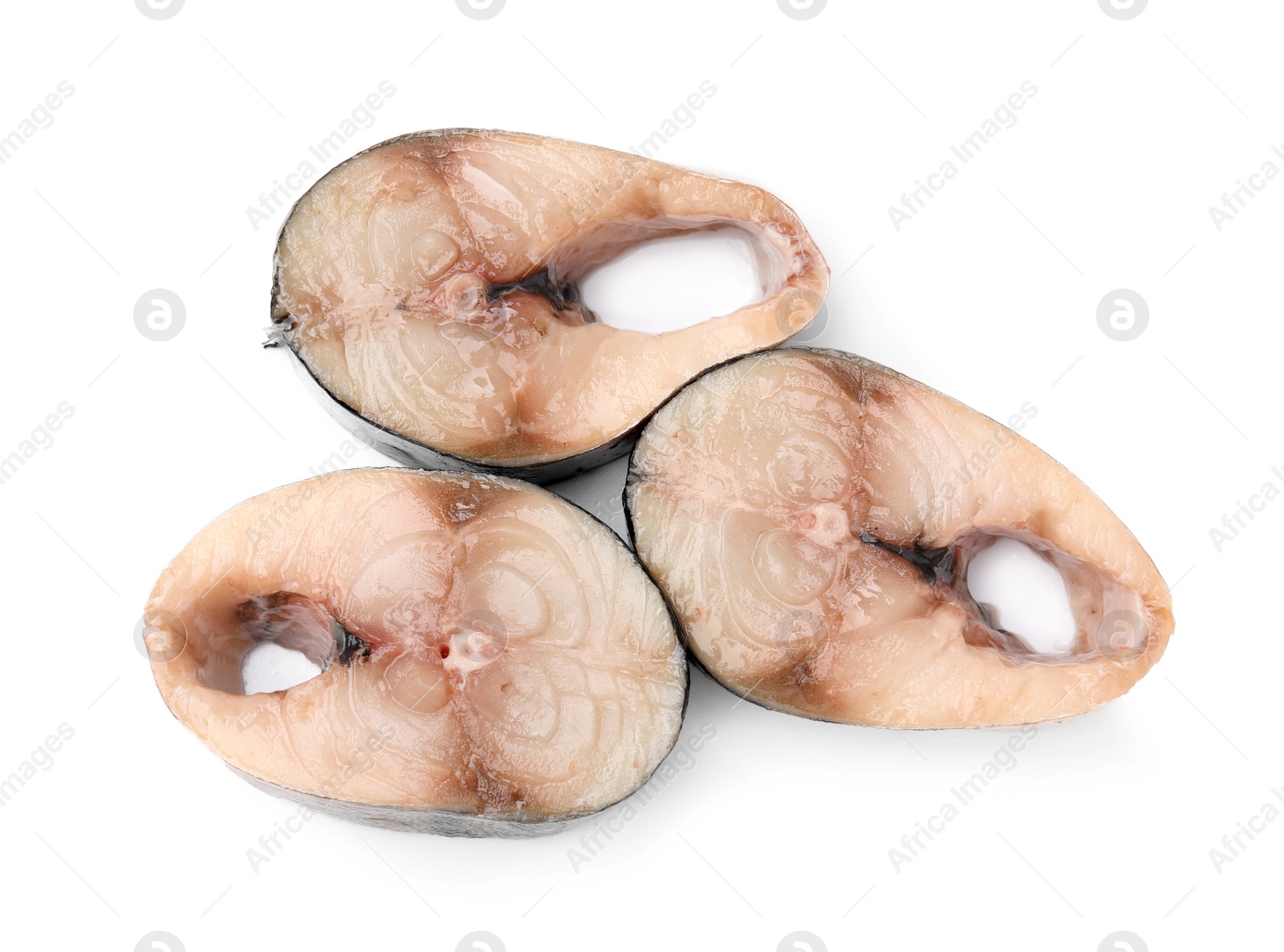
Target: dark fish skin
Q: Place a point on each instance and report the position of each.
(411, 453)
(415, 454)
(449, 821)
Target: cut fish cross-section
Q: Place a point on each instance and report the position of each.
(811, 518)
(494, 659)
(429, 289)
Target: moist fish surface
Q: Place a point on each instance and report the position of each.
(811, 517)
(494, 659)
(429, 288)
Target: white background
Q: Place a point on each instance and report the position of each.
(990, 295)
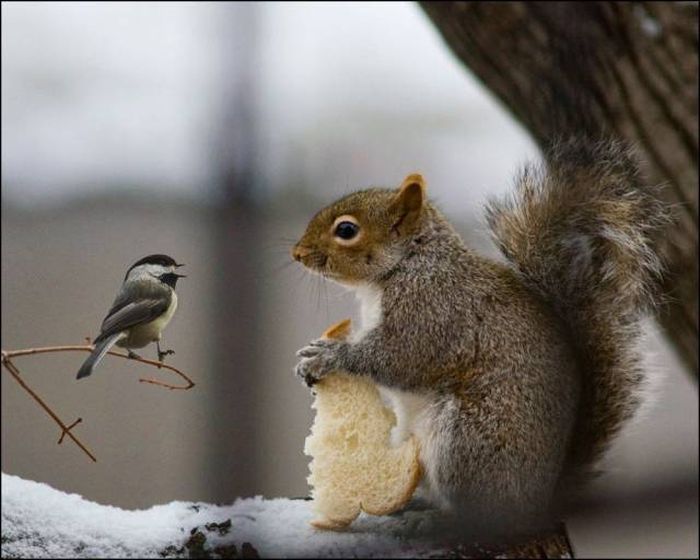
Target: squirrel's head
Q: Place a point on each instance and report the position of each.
(363, 235)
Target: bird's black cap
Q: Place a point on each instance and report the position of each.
(163, 260)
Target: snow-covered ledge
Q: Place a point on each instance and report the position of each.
(41, 522)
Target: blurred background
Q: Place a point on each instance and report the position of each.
(213, 132)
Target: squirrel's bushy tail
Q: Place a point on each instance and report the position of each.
(578, 231)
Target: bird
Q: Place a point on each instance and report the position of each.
(144, 305)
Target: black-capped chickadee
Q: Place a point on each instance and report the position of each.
(143, 307)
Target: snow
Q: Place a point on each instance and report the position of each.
(39, 521)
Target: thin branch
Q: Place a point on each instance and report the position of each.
(66, 430)
(90, 348)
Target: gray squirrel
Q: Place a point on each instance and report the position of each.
(514, 377)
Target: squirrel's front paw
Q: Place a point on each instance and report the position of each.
(319, 358)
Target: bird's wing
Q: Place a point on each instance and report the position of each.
(133, 313)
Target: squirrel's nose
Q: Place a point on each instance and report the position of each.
(299, 252)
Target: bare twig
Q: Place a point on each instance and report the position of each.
(90, 347)
(66, 430)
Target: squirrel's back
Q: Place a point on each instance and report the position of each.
(578, 232)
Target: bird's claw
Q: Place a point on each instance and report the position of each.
(163, 353)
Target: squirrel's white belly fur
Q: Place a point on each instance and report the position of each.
(410, 408)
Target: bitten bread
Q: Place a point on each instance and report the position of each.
(354, 468)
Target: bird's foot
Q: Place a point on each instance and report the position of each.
(163, 353)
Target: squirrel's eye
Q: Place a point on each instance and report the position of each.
(346, 230)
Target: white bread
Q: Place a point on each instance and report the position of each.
(354, 468)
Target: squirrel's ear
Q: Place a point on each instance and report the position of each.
(408, 202)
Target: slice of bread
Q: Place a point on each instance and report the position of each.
(354, 468)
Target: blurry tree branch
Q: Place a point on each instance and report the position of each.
(7, 356)
(628, 69)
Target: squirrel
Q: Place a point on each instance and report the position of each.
(516, 376)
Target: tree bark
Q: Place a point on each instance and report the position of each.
(627, 69)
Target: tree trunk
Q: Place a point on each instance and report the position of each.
(628, 69)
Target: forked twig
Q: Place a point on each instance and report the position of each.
(66, 430)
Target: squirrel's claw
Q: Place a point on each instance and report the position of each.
(317, 359)
(303, 371)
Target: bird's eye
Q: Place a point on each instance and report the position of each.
(346, 230)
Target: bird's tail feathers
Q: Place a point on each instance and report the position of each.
(101, 348)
- - - - -
● EXERCISE AIM
Among the lines above, repeat exactly those from the line with "Target: bird's wing" to the line with "Target: tree bark", counting both ends.

● EXERCISE RESULT
Target: bird's wing
Q: Place a point on each instance and report the position of each.
(133, 313)
Target: squirrel's nose
Q: Place a point on each instance and report the position of each.
(299, 252)
Target: bare twig
Q: Place a point on each instance and report the position of each.
(90, 347)
(66, 430)
Target: squirrel's back
Q: Place a point on each instance and report the position of each.
(578, 232)
Target: bird's claw
Q: Place a point on each instance and report the position of each.
(163, 353)
Target: squirrel's white belly fur
Q: Place a point on each instance and report the position of each.
(410, 408)
Target: bitten bread
Q: Place a point on each instance and report the position of each.
(354, 468)
Target: bird's foot
Q: Place a point on each instance and report the position of each.
(163, 353)
Target: squirrel's eye
Q: Place a point on each instance and report the position of each.
(346, 230)
Target: white bread
Q: Place a point on each instance and report the position of each.
(354, 468)
Target: squirrel's ear
Q: Place a point on each instance and report the position of each.
(408, 202)
Target: slice of bread
Q: Place a point on each instance and report the position of each.
(354, 468)
Target: blurry tree branch
Q: Place a point on each instance and report the position of each.
(7, 356)
(628, 69)
Target: squirrel
Q: Place a point on each instance and report the position of each.
(516, 376)
Target: tree bark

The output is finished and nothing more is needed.